→ **WHAT THE TASK REQUIRES**
Would you go through the records below and copy each line with the string "tank"?

-- Opening Marker --

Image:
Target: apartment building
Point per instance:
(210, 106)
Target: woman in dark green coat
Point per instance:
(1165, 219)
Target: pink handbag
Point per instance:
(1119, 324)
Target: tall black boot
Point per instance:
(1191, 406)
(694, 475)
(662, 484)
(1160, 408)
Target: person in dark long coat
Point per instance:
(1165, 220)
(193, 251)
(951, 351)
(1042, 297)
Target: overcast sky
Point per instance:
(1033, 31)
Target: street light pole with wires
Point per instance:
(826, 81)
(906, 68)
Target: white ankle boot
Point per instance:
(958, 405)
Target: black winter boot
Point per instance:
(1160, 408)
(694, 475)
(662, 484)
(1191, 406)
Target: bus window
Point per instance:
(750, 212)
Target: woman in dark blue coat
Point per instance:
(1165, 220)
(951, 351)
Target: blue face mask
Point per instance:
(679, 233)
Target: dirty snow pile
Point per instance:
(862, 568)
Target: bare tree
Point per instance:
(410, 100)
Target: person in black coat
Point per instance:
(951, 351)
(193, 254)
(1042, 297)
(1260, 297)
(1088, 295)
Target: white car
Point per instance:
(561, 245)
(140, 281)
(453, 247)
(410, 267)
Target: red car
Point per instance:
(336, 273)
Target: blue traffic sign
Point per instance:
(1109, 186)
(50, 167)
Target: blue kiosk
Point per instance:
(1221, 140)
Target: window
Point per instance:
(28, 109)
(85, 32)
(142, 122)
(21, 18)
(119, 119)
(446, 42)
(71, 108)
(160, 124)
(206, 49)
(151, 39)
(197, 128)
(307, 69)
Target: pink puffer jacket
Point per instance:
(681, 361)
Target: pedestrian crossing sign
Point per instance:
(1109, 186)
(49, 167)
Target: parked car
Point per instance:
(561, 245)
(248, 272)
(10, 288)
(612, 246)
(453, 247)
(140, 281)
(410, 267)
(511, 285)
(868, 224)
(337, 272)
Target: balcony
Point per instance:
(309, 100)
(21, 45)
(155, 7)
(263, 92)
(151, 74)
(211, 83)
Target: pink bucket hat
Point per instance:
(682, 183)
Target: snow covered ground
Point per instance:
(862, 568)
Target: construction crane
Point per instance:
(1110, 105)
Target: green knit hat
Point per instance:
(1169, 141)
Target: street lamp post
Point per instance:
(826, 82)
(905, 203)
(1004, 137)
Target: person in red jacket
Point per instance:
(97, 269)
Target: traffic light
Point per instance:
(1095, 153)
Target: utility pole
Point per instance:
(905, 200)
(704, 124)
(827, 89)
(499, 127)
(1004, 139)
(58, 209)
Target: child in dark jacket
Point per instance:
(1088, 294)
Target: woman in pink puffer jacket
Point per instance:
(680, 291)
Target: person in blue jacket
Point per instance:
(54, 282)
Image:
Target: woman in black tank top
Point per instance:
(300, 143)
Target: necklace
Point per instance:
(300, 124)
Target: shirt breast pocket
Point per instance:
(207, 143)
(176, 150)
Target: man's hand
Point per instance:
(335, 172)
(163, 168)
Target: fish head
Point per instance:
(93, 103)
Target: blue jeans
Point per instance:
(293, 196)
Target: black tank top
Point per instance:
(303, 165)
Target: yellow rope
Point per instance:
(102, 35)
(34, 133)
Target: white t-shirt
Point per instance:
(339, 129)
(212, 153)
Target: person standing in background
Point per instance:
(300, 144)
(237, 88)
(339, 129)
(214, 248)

-- Closing Marker --

→ **PROBLEM SOLUTION**
Target: woman in black tank top
Target: black tank top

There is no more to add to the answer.